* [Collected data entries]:
◇ ◇ ◇ ◇
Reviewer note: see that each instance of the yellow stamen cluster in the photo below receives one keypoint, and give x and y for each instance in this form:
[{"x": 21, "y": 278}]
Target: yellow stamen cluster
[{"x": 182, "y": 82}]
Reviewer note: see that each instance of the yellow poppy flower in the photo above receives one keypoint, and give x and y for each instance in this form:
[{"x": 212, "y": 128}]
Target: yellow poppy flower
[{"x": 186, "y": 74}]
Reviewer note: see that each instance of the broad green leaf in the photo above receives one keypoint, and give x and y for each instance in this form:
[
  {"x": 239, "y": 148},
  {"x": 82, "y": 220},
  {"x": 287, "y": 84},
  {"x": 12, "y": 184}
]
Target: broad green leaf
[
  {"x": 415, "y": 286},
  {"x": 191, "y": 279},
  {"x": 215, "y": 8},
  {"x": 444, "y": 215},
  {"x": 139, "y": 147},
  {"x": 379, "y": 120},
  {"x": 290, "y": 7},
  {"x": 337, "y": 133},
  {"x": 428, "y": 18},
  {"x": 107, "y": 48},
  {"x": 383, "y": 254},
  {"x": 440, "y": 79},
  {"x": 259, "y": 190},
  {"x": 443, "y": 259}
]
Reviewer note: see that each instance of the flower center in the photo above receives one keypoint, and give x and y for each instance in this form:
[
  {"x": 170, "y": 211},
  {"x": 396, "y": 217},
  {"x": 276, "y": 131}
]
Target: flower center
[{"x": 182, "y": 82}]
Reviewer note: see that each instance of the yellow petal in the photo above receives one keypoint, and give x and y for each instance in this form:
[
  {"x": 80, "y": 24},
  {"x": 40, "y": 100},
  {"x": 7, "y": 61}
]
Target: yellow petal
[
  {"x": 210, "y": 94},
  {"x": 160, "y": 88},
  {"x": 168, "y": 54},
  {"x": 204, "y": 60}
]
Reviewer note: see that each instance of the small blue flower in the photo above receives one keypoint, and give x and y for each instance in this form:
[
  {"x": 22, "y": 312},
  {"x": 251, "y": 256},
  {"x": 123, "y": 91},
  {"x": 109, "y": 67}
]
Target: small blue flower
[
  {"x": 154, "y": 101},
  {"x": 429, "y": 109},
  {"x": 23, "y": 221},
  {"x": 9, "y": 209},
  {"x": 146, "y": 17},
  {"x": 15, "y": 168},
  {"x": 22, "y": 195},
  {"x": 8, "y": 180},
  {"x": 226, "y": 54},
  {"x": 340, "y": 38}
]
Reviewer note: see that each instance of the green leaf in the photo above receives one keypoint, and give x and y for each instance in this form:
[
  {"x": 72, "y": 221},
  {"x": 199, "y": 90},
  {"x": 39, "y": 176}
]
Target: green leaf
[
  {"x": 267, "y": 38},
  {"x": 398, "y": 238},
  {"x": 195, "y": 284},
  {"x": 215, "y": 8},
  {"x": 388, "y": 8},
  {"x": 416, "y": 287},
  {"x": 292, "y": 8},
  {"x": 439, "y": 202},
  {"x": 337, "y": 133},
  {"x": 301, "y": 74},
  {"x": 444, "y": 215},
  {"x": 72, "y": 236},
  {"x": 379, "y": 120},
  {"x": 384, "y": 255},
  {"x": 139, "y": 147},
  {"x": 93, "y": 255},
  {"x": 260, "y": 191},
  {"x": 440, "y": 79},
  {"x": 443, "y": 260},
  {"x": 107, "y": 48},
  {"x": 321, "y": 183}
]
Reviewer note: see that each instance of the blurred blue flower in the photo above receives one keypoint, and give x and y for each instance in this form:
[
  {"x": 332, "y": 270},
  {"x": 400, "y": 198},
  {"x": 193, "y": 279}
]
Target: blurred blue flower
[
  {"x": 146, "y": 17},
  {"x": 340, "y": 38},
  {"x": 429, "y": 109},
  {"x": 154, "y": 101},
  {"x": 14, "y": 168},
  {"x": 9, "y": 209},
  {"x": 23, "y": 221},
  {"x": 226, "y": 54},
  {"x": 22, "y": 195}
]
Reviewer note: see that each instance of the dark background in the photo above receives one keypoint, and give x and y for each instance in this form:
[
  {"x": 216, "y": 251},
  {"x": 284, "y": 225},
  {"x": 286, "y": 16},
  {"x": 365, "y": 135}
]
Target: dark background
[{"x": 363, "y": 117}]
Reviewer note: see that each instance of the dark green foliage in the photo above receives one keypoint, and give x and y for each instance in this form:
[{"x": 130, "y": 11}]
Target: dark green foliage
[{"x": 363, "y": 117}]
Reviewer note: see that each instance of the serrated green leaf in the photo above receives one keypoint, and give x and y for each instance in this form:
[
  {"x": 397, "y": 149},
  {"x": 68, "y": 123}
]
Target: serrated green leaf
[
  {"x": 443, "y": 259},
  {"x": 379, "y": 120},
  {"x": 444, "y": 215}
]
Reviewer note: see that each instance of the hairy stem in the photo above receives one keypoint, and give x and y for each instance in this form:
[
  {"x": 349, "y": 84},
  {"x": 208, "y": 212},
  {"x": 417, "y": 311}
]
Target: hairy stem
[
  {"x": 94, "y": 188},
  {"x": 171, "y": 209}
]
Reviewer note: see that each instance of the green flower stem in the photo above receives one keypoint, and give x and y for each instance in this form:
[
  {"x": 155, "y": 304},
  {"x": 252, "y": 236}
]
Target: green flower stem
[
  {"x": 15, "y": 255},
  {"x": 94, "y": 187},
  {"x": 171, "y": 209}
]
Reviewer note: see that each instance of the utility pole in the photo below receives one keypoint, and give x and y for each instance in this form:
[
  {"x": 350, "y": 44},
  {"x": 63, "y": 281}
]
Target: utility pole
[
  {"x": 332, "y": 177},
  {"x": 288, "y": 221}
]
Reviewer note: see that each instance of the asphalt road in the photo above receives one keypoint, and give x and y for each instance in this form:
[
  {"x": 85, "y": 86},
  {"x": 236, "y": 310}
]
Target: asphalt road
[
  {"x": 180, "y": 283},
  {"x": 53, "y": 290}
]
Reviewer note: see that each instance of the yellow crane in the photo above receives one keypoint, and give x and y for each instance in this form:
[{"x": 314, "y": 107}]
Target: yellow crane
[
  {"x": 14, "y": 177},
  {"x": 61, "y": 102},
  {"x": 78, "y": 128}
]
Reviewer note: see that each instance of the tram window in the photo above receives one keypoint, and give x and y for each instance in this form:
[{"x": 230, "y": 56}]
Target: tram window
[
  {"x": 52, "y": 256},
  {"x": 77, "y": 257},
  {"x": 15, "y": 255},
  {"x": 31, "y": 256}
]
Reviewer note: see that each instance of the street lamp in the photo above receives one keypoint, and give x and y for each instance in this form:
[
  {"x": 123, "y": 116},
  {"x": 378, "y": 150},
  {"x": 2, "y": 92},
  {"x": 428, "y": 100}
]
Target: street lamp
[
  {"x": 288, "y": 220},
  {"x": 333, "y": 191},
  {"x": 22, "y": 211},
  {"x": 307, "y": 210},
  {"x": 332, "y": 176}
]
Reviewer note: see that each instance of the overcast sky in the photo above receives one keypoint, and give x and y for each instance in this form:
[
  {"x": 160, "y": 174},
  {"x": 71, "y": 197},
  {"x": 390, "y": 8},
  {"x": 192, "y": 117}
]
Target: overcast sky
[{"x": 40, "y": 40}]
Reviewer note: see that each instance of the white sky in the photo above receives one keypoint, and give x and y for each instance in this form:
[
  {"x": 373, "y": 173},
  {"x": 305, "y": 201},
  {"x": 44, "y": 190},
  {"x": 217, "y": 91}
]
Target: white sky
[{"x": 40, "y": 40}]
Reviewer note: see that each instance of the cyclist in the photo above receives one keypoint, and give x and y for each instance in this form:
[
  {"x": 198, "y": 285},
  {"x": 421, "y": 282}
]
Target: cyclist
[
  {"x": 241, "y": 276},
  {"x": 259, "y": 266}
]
◇ ◇ ◇ ◇
* [Task goal]: Print every record above once more, exactly as written.

* [Solution to this task]:
Reviewer note: see that each instance of the yellow stamen cluster in the photo below receives one keypoint, and give x and y for each instance in this form:
[{"x": 21, "y": 278}]
Target: yellow stamen cluster
[{"x": 182, "y": 82}]
Reviewer note: see that each instance of the yellow poppy flower in the photo above receives one keypoint, and give x and y for each instance in this form:
[{"x": 212, "y": 128}]
Target: yellow poppy flower
[{"x": 186, "y": 74}]
Reviewer note: see that each instance of the broad green leaf in the photo above receives one keypoint, and give x and y for each instance in this form:
[
  {"x": 239, "y": 148},
  {"x": 82, "y": 220},
  {"x": 287, "y": 84},
  {"x": 12, "y": 184}
]
Target: broad green leaf
[
  {"x": 415, "y": 286},
  {"x": 191, "y": 279},
  {"x": 215, "y": 8},
  {"x": 444, "y": 215},
  {"x": 139, "y": 147},
  {"x": 379, "y": 120},
  {"x": 290, "y": 7},
  {"x": 337, "y": 133},
  {"x": 428, "y": 18},
  {"x": 107, "y": 48},
  {"x": 383, "y": 254},
  {"x": 440, "y": 79},
  {"x": 259, "y": 190},
  {"x": 443, "y": 259}
]
Reviewer note: see that each instance of the flower center in the photo above receives one keypoint, and give x and y for each instance in this form:
[
  {"x": 170, "y": 211},
  {"x": 396, "y": 217},
  {"x": 276, "y": 131}
]
Target: flower center
[{"x": 182, "y": 82}]
Reviewer note: see that each instance of the yellow petal in the photo above receives one keypoint, and give x and y for each instance in this form:
[
  {"x": 80, "y": 24},
  {"x": 40, "y": 100},
  {"x": 7, "y": 61}
]
Target: yellow petal
[
  {"x": 210, "y": 94},
  {"x": 160, "y": 88},
  {"x": 168, "y": 54},
  {"x": 204, "y": 60}
]
Reviewer note: see that each instance of the small blue flower in the photo above receives one keypoint, and give x and y for each instance in this form:
[
  {"x": 22, "y": 312},
  {"x": 251, "y": 256},
  {"x": 123, "y": 91},
  {"x": 109, "y": 67}
]
Target: small blue flower
[
  {"x": 154, "y": 101},
  {"x": 429, "y": 109},
  {"x": 23, "y": 221},
  {"x": 9, "y": 209},
  {"x": 146, "y": 17},
  {"x": 15, "y": 168},
  {"x": 22, "y": 195},
  {"x": 8, "y": 180},
  {"x": 226, "y": 54},
  {"x": 340, "y": 38}
]
Reviewer note: see that each instance of the green leaf in the photo above receives one keypoint, and give x and y for each instance in this form:
[
  {"x": 72, "y": 221},
  {"x": 199, "y": 90},
  {"x": 39, "y": 176}
]
Target: green leaf
[
  {"x": 267, "y": 38},
  {"x": 398, "y": 238},
  {"x": 195, "y": 284},
  {"x": 215, "y": 8},
  {"x": 388, "y": 8},
  {"x": 416, "y": 287},
  {"x": 292, "y": 8},
  {"x": 439, "y": 202},
  {"x": 337, "y": 133},
  {"x": 301, "y": 74},
  {"x": 444, "y": 215},
  {"x": 72, "y": 236},
  {"x": 379, "y": 120},
  {"x": 384, "y": 255},
  {"x": 139, "y": 147},
  {"x": 93, "y": 255},
  {"x": 260, "y": 191},
  {"x": 440, "y": 79},
  {"x": 443, "y": 260},
  {"x": 107, "y": 48},
  {"x": 321, "y": 183}
]
Reviewer note: see that each instance of the blurred blue flower in the photo above receives one keypoint, and give x and y for each instance in this form:
[
  {"x": 332, "y": 270},
  {"x": 400, "y": 198},
  {"x": 193, "y": 279}
]
Target: blurred blue flower
[
  {"x": 146, "y": 17},
  {"x": 340, "y": 38},
  {"x": 429, "y": 109},
  {"x": 154, "y": 101},
  {"x": 14, "y": 168},
  {"x": 9, "y": 209},
  {"x": 23, "y": 221},
  {"x": 226, "y": 54},
  {"x": 22, "y": 195}
]
Reviewer note: see that each instance of the dark background in the photo above receives one keypoint, and give x and y for each instance in this form:
[
  {"x": 216, "y": 251},
  {"x": 284, "y": 225},
  {"x": 286, "y": 16},
  {"x": 365, "y": 135}
]
Target: dark background
[{"x": 363, "y": 117}]
Reviewer note: see that each instance of the dark green foliage in the photo above receives one keypoint, and give x and y for each instance in this form:
[{"x": 130, "y": 11}]
Target: dark green foliage
[{"x": 363, "y": 117}]
Reviewer note: see that each instance of the serrated green leaf in the photo above receives one keypoint, and give x and y for each instance in this form:
[
  {"x": 397, "y": 149},
  {"x": 68, "y": 123}
]
Target: serrated green leaf
[
  {"x": 443, "y": 259},
  {"x": 379, "y": 120},
  {"x": 444, "y": 215}
]
Reviewer note: see that each instance of the hairy stem in the photo above receives one keypoint, and give x and y for each instance in this form:
[
  {"x": 349, "y": 84},
  {"x": 208, "y": 212},
  {"x": 417, "y": 311}
]
Target: hairy stem
[
  {"x": 94, "y": 188},
  {"x": 171, "y": 209}
]
Reviewer note: see that each instance of the green flower stem in the photo above receives one keypoint, and give x and y for each instance in this form:
[
  {"x": 155, "y": 304},
  {"x": 252, "y": 236}
]
Target: green flower stem
[
  {"x": 15, "y": 255},
  {"x": 94, "y": 187},
  {"x": 171, "y": 209}
]
Reviewer note: see that each instance of the utility pole in the photo below receives one keypoint, and give x and y for each instance in this form:
[
  {"x": 350, "y": 44},
  {"x": 63, "y": 281}
]
Target: utility pole
[
  {"x": 332, "y": 177},
  {"x": 288, "y": 221}
]
Reviewer note: see that each instance of the asphalt road in the photo above receives one keypoint, and give x and y for each instance in this form:
[
  {"x": 85, "y": 86},
  {"x": 236, "y": 310}
]
Target: asphalt road
[
  {"x": 180, "y": 283},
  {"x": 53, "y": 290}
]
Reviewer note: see that each instance of the yellow crane in the photo above receives one keypoint, and give x and y for each instance in this form:
[{"x": 314, "y": 107}]
Target: yellow crane
[
  {"x": 14, "y": 177},
  {"x": 61, "y": 102},
  {"x": 78, "y": 128}
]
Reviewer note: see that each instance of the tram window in the photo above receives one keypoint, and give x and y for each instance in this form:
[{"x": 230, "y": 56}]
Target: tram window
[
  {"x": 52, "y": 256},
  {"x": 77, "y": 257},
  {"x": 15, "y": 255},
  {"x": 31, "y": 256}
]
Reviewer note: see that each instance of the street lamp in the photo above receives one keypoint, and give x and y for each instance in this form:
[
  {"x": 123, "y": 116},
  {"x": 378, "y": 150},
  {"x": 2, "y": 92},
  {"x": 428, "y": 100}
]
Target: street lamp
[
  {"x": 288, "y": 220},
  {"x": 333, "y": 191},
  {"x": 22, "y": 211},
  {"x": 307, "y": 210},
  {"x": 332, "y": 176}
]
Reviewer note: see that each instance of the overcast sky in the photo above receives one keypoint, and give x and y for each instance in this form:
[
  {"x": 160, "y": 174},
  {"x": 71, "y": 197},
  {"x": 390, "y": 8},
  {"x": 192, "y": 117}
]
Target: overcast sky
[{"x": 40, "y": 40}]
Reviewer note: see that each instance of the white sky in the photo above receives one keypoint, and give x and y for each instance in this form:
[
  {"x": 373, "y": 173},
  {"x": 305, "y": 201},
  {"x": 44, "y": 190},
  {"x": 217, "y": 91}
]
Target: white sky
[{"x": 40, "y": 40}]
Reviewer note: see that each instance of the cyclist in the photo above receives one keypoint, and give x and y for each instance in this form:
[
  {"x": 198, "y": 285},
  {"x": 421, "y": 282}
]
Target: cyclist
[
  {"x": 241, "y": 276},
  {"x": 259, "y": 266}
]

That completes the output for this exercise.